WORK TASK: Exact transcription of the data below is required, without the images.

Point-per-instance localization data:
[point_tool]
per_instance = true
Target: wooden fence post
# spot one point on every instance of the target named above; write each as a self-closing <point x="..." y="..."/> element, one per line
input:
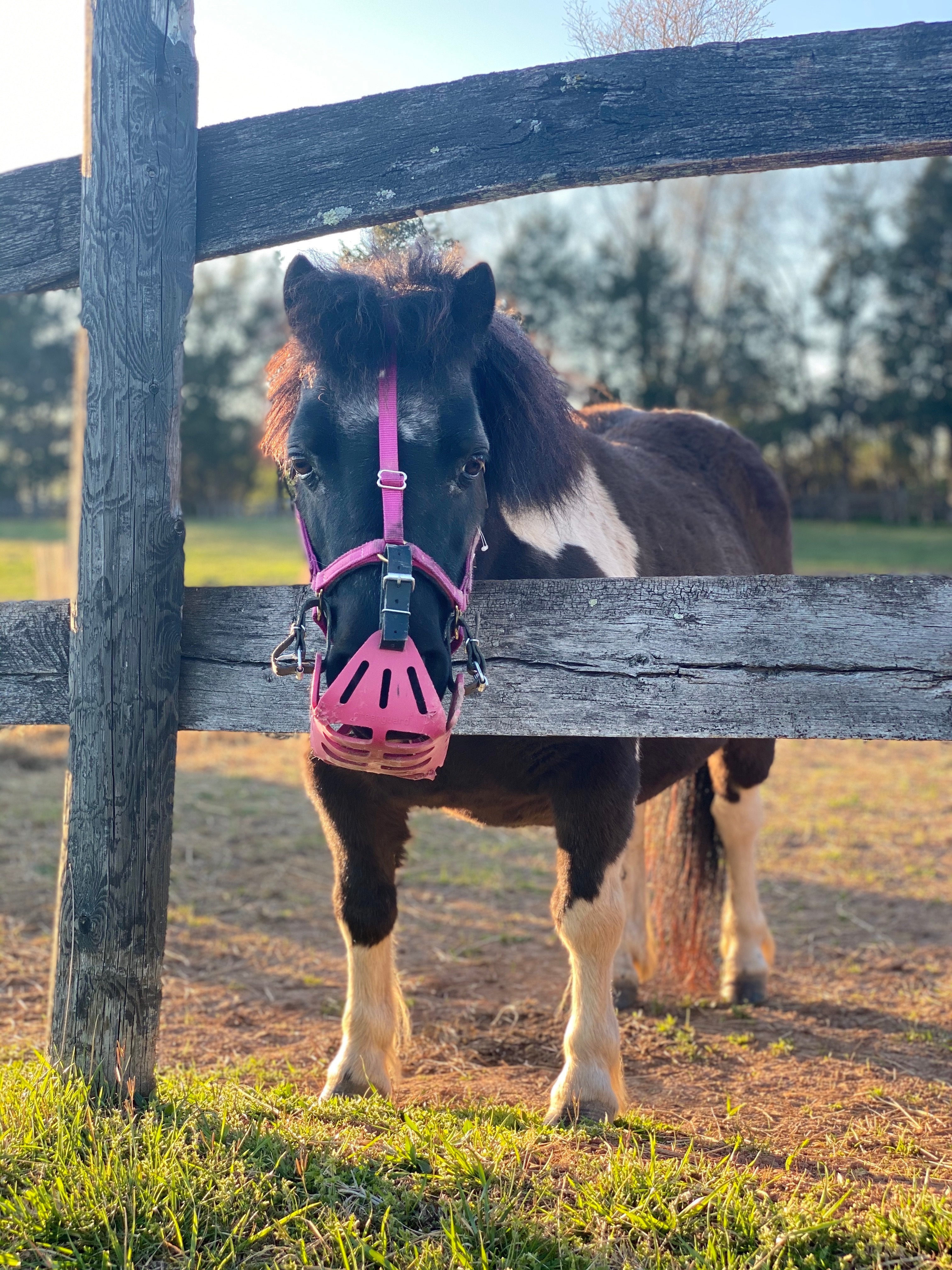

SOLVED PROBLEM:
[point_tool]
per_instance = true
Target: wooden fence post
# spot one point on every instance of the target named above; write each as a self-closing <point x="..." y="..."/> element, one per line
input:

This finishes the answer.